Nothing in the records should be left out; transcribe them exactly.

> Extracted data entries
══════
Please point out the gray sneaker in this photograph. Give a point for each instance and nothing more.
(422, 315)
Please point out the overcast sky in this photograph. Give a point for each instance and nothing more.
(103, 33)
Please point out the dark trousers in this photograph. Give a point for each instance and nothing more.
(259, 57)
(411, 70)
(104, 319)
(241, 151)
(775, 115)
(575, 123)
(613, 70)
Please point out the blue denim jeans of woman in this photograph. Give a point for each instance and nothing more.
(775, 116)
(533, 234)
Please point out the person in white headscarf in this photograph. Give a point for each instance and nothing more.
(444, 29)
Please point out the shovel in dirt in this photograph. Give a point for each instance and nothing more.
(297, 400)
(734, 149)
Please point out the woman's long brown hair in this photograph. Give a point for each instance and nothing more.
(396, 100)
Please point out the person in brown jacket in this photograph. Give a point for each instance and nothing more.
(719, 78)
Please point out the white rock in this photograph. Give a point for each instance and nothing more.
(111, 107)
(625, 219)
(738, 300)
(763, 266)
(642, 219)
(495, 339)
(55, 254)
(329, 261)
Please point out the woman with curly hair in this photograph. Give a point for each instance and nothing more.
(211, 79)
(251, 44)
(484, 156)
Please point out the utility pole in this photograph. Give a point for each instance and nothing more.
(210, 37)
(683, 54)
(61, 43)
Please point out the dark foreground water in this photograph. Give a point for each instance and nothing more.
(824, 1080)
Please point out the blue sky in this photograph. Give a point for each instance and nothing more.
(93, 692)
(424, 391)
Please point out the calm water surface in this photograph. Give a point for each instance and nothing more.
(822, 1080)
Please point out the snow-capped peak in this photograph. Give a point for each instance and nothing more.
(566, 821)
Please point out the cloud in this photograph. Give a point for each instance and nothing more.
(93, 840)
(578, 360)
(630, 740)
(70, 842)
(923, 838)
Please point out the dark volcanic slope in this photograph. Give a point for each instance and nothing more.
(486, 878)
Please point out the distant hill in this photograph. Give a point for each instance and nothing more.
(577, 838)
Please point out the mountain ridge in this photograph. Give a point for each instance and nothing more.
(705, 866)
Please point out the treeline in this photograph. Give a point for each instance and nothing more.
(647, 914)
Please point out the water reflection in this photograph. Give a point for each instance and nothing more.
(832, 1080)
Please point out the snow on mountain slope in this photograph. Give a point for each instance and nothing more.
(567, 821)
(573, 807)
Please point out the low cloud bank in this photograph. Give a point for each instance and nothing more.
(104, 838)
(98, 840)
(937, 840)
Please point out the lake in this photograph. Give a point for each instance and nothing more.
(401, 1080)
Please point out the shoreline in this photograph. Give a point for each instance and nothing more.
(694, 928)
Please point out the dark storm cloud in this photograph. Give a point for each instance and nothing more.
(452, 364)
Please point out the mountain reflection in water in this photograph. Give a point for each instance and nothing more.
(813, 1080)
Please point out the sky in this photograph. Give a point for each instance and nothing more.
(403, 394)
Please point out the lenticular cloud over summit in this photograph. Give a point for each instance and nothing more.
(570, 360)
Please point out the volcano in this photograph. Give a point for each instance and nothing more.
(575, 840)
══════
> Solution for this exercise
Please point out the gray sneaker in this photograph. Give a point for each instance and nothing more.
(422, 315)
Please point out the overcast sky in this photograph. Give a point for each instance and nothing more.
(103, 33)
Please point out the dark trousers in this photograph. Give a point for each instance and nothing more.
(259, 57)
(411, 70)
(104, 319)
(241, 151)
(775, 115)
(575, 123)
(613, 70)
Please point out the blue denim jeans of woman in this photograph. Give a point for each instance and nothing more.
(775, 116)
(533, 234)
Please point out the person in white headscarf in this photograph. Give a point for each instance and nothing more.
(444, 29)
Please point out the shovel in dirt in this photograph. Give a point for each instance and nothing more.
(297, 400)
(734, 149)
Please point out the woman's long brown hair in this photograph. Give a point for each instance and nothing more.
(396, 100)
Please point out the person in brown jacket in this photograph. Give a point for each instance and nothing more.
(719, 78)
Please point out the white rock in this photograph. Give a point for each instance and nothing more.
(111, 107)
(625, 219)
(738, 300)
(763, 266)
(642, 219)
(495, 339)
(55, 254)
(329, 261)
Please point out the woman with curly hair in this photograph. Give a point for each instance and nothing more.
(211, 79)
(251, 44)
(484, 156)
Please point out the utility pole in this photograph. Give a point for each instance and nothing more.
(210, 37)
(683, 54)
(61, 43)
Please point out the dark foreground water in this photograph. Give a point for each instance and nothing more.
(824, 1080)
Please point out the blue sky in this photograph. Give a point for each instance and nothing more.
(93, 692)
(424, 391)
Please point out the calm water surface in this photograph. Give a point for each instance and nothing more.
(822, 1080)
Please point out the snow-capped peak in this photograph. Give a point for each instance and nothing more.
(566, 821)
Please point out the cloud in this photograph. Give a point for each instance and nothing more.
(93, 840)
(578, 360)
(630, 740)
(70, 842)
(923, 838)
Please point out the dark volcanic slope in this photograph. Give a point for each instance and nothing more.
(486, 878)
Please point out the distant hill in this photograph. Give a point for each instance and nothing more.
(577, 838)
Please point out the mountain ridge in this photograph. Give a point for each instance and nothing more.
(705, 866)
Please point out the treeline in this photograph. Give a point for each instance and nothing more.
(647, 914)
Please point out the water reflection in this photograph. Give a point for each instance and nothing more.
(832, 1080)
Please point out the snow on mountain slope in this photograph. Give a point for each instance and nothing more.
(567, 821)
(573, 807)
Please point out the low cloud bank in this photograph. Give a point for each instance and nothing more.
(104, 838)
(98, 840)
(937, 840)
Please point out the lake in this photograph. Give a point for each instance and nothing more.
(401, 1080)
Please point out the shoreline in this photograph. Give a point for each instance and nothing more.
(694, 928)
Please point out the dark storm cloud in this photograph. Give a point for each instance and nothing more.
(452, 364)
Please point out the mountain reflection in water in this photograph. Give a point for each instance and nothing more.
(813, 1080)
Please point out the sky in this photograph. Give a point for each instance and nothing more.
(403, 394)
Please point out the lenticular cloud over summit in this photograph. Give a point for each instance and nothing more.
(570, 360)
Please point out the volcano in this photograph. Give a point for each instance and nothing more.
(575, 840)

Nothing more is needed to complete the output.